• Provided data:
-- -- --
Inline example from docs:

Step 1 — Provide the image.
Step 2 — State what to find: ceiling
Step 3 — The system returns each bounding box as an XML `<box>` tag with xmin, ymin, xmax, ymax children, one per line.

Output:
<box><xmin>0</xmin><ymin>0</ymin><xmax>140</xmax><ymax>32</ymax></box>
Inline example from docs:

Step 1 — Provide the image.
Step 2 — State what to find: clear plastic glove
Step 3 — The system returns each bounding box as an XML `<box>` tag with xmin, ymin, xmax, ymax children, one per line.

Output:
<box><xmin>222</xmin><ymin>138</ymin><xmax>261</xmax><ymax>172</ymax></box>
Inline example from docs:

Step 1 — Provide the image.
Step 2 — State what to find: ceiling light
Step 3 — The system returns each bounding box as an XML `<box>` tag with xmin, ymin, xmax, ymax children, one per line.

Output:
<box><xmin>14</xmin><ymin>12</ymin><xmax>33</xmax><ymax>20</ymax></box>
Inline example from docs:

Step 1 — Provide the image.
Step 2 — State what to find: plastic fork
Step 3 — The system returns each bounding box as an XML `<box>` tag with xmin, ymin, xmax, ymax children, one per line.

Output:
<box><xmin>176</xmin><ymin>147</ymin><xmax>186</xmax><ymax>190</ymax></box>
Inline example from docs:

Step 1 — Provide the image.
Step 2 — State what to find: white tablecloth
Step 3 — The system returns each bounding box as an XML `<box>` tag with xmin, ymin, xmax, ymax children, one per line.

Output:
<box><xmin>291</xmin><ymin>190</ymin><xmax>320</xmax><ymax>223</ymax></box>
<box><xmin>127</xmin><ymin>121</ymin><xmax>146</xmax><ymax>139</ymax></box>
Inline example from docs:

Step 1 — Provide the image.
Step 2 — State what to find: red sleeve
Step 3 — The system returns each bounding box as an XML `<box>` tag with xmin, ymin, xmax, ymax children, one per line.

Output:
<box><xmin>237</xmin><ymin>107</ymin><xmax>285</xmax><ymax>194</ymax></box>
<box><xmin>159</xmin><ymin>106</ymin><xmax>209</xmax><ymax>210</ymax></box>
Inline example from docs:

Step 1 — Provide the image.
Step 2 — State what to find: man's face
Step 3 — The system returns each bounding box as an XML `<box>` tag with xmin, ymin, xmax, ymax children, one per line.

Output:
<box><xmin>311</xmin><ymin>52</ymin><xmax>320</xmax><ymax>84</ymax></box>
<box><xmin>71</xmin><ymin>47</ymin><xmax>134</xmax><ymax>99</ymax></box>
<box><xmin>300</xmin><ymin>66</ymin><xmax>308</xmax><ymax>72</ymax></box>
-- -- --
• Problem details:
Report each line of the records above that contains the word "ceiling". Copy every such line in full.

• Problem solution:
Step 2 — State what to find: ceiling
Step 2 — State what to find: ceiling light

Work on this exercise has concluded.